__THE EXERCISE__: Swap each "Markers" for "Points" throughout the entries below and write them all out again with nothing else changed.

--- Begin DATA SECTION ---

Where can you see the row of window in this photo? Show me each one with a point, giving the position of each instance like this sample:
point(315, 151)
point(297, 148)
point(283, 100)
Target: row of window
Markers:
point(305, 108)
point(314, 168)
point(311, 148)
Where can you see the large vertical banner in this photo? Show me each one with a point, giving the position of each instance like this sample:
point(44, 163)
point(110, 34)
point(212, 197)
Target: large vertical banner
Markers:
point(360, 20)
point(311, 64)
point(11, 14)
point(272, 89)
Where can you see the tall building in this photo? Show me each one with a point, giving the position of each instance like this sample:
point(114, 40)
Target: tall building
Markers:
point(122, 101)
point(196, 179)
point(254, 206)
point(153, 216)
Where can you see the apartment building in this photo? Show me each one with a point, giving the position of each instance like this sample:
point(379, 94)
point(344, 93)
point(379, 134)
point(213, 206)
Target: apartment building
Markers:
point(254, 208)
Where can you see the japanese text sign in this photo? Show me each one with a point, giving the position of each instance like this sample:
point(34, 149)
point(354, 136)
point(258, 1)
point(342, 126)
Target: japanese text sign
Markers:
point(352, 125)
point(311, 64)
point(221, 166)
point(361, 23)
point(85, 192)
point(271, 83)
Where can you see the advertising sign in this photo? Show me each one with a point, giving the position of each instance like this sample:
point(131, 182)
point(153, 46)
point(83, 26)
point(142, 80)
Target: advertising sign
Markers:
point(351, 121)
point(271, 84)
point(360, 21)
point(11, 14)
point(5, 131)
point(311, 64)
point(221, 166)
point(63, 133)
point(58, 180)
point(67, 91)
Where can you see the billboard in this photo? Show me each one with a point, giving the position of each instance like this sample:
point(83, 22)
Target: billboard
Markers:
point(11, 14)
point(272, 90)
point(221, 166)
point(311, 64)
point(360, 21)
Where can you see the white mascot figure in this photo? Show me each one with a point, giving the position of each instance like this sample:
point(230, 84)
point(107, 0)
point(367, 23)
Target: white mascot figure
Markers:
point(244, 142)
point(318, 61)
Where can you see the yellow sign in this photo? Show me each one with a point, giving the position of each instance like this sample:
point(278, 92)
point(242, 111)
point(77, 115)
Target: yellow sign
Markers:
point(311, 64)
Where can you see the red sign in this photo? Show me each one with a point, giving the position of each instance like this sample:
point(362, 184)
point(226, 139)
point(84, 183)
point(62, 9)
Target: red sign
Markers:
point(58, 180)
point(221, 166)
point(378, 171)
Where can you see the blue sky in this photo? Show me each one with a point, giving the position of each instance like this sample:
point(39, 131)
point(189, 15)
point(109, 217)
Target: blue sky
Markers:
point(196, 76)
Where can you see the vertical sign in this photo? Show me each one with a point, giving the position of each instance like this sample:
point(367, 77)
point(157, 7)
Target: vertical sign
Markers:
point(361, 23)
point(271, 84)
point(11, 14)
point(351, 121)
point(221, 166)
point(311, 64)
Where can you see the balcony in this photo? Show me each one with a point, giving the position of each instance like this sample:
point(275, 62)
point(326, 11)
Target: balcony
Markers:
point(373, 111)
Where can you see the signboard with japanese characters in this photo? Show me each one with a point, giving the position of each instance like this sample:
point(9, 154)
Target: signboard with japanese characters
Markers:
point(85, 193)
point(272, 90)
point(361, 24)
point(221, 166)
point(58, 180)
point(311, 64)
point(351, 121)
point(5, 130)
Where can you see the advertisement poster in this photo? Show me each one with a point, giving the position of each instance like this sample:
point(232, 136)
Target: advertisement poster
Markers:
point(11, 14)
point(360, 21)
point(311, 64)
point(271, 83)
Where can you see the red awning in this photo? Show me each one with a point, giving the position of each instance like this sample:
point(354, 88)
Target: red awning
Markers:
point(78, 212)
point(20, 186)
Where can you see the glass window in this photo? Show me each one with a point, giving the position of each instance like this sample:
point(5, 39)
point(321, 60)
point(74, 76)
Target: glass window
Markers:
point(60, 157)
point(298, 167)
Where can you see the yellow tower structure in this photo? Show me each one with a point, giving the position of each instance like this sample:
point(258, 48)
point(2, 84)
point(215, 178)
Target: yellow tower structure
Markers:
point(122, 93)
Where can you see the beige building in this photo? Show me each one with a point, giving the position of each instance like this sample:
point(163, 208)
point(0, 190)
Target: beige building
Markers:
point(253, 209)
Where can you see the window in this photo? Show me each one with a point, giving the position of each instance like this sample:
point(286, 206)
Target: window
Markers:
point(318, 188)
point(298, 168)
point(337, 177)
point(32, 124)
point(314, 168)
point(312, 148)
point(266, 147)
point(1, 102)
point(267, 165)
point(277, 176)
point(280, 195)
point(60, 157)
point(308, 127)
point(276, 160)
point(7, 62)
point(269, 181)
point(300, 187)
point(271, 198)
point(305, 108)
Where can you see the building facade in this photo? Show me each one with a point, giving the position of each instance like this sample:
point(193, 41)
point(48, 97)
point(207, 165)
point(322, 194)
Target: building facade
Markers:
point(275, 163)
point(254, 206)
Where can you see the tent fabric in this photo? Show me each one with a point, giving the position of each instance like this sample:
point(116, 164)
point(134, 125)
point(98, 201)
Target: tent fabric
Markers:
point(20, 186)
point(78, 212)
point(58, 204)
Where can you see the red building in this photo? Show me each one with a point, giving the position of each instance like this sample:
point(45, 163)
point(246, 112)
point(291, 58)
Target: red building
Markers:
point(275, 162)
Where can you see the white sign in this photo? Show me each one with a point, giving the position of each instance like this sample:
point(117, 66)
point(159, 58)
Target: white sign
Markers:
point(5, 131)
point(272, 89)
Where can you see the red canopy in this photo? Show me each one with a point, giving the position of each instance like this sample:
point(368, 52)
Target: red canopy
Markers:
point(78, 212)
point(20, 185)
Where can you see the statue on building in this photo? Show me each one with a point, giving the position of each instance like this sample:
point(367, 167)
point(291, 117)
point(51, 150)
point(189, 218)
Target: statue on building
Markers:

--- End DATA SECTION ---

__RESPONSE TO THIS TASK__:
Where can you see the row of window in this photo? Show me each one with a point, giving the position of each instance like this sample:
point(315, 151)
point(297, 148)
point(283, 100)
Target: row of window
Points:
point(305, 108)
point(314, 168)
point(311, 148)
Where can you see the large vertical banner in this photo? Show me each one with a point, giving the position of each instance like this sample:
point(44, 163)
point(110, 34)
point(212, 197)
Target: large vertical banner
Points:
point(360, 20)
point(311, 64)
point(11, 14)
point(272, 89)
Where can you see the tall building in this photo? Show me each one with a point, giving the position of each instance like this sample:
point(114, 40)
Target: tall building
Points:
point(122, 101)
point(196, 179)
point(254, 206)
point(153, 216)
Where can you see the apartment building in this photo? Show me each one with a point, giving the position of each instance like this sample:
point(379, 94)
point(344, 93)
point(379, 134)
point(213, 206)
Target: apartment building
Points:
point(254, 208)
Where can you see the japanese text sign in this photo? Show me each one with a point, giving the position of each instance like this sample:
point(34, 149)
point(354, 136)
point(258, 1)
point(342, 126)
Target: japanese text sign
Points:
point(352, 125)
point(311, 64)
point(221, 166)
point(361, 23)
point(85, 192)
point(271, 83)
Where can you see the advertising sign in this photo? Show me each one with a point, giving the position of each instance like this sample:
point(131, 182)
point(153, 46)
point(83, 26)
point(142, 80)
Target: advertising sign
Points:
point(351, 121)
point(271, 84)
point(360, 21)
point(11, 14)
point(5, 131)
point(311, 64)
point(221, 166)
point(63, 133)
point(58, 180)
point(67, 91)
Where can you see the billboard in this photo? Show me each one with a point, giving the position of each instance like this sample:
point(83, 22)
Target: billboard
Points:
point(11, 14)
point(272, 90)
point(221, 166)
point(311, 64)
point(360, 21)
Where can you see the white mascot figure in this photo? Show me each one with a point, giving the position of each instance like this sample:
point(230, 84)
point(107, 0)
point(367, 23)
Target: white mascot figure
Points:
point(244, 142)
point(318, 61)
Where can you see the yellow sign in this photo? Show me each one with a point, giving the position of each instance like this sample:
point(278, 92)
point(242, 111)
point(77, 115)
Target: yellow sign
Points:
point(311, 64)
Where can you see the red sign in this photo? Show me each one with a point, giving the position of each instance like this sample:
point(362, 184)
point(226, 139)
point(84, 183)
point(62, 9)
Target: red sign
Points:
point(58, 180)
point(221, 166)
point(378, 171)
Where can you see the blue sky in this photo? Show me each one with a point, giving the position of each instance like this sample:
point(39, 131)
point(189, 15)
point(109, 217)
Target: blue sky
Points:
point(196, 76)
Where can you see the vertical sign in this photo? Show me each one with a point, giving the position of each instance like this sample:
point(367, 77)
point(157, 7)
Target: vertical sign
Points:
point(361, 23)
point(271, 84)
point(11, 14)
point(351, 121)
point(221, 166)
point(311, 64)
Where can you see the balcony in this photo? Show me each one with a point, giving the position of each instance like this sample:
point(275, 62)
point(326, 11)
Target: balcony
Points:
point(373, 111)
Where can you see the signboard with japanese characters in this photo? Show me each one with a point, giving the position of each instance like this sample:
point(9, 154)
Target: signboard with japanese characters
Points:
point(85, 193)
point(272, 90)
point(361, 24)
point(221, 166)
point(58, 180)
point(311, 64)
point(351, 121)
point(5, 130)
Where can you see the advertisement poster in this photo? Show me each one with a point, giving the position of each instance like this sample:
point(232, 136)
Target: advertisement poster
Points:
point(11, 14)
point(360, 21)
point(311, 64)
point(271, 83)
Where can you see the red awning in this photo? Show me each one with a point, giving the position of each instance like this sample:
point(354, 88)
Target: red awning
Points:
point(78, 212)
point(20, 186)
Where can you see the glass window in this photo? Show me each one with a point, giving the position of each instance like this sample:
point(5, 39)
point(321, 60)
point(74, 76)
Target: glass window
Points:
point(60, 157)
point(298, 167)
Where can you see the yellow tower structure in this photo? Show me each one with a point, giving the position of each instance like this sample:
point(258, 48)
point(2, 84)
point(215, 178)
Target: yellow tower structure
Points:
point(122, 93)
Where can you see the beige building in this photo? Show me each one with a point, giving the position of each instance like this sample:
point(163, 208)
point(0, 190)
Target: beige building
Points:
point(253, 209)
Where can you see the window in this photo? Show me each one with a point, giving the position of each instance like this sample:
point(286, 206)
Target: window
Points:
point(318, 188)
point(298, 168)
point(337, 177)
point(32, 124)
point(314, 168)
point(312, 148)
point(266, 147)
point(1, 102)
point(267, 165)
point(277, 176)
point(280, 195)
point(60, 157)
point(308, 127)
point(276, 160)
point(7, 62)
point(269, 181)
point(300, 187)
point(271, 198)
point(305, 108)
Where can you see the building facade in this photo? Show me each one with a point, giving the position of each instance like this sample:
point(193, 41)
point(48, 97)
point(207, 165)
point(322, 194)
Target: building facade
Points:
point(275, 163)
point(254, 206)
Where can you see the tent fabric in this photo? Show me each one with a point, giving the position of each instance like this sample:
point(116, 164)
point(134, 125)
point(98, 201)
Target: tent fabric
Points:
point(20, 186)
point(78, 212)
point(58, 204)
Where can you see the red building in this photo? Show me each one with a point, giving the position of each instance like this sample:
point(45, 163)
point(246, 112)
point(291, 58)
Target: red building
Points:
point(275, 162)
Where can you see the white sign in this photo? Show me each one with a point, giving the position of each instance like this sample:
point(117, 66)
point(159, 58)
Target: white sign
Points:
point(5, 131)
point(272, 89)
Where can you see the red canopy in this photo? Show me each one with a point, giving the position of each instance like this sample:
point(368, 52)
Target: red canopy
Points:
point(78, 212)
point(20, 185)
Where can you see the statue on building in this photo? Show me each one with a point, giving the position of each instance like this sample:
point(367, 167)
point(291, 117)
point(51, 150)
point(189, 218)
Target: statue on building
Points:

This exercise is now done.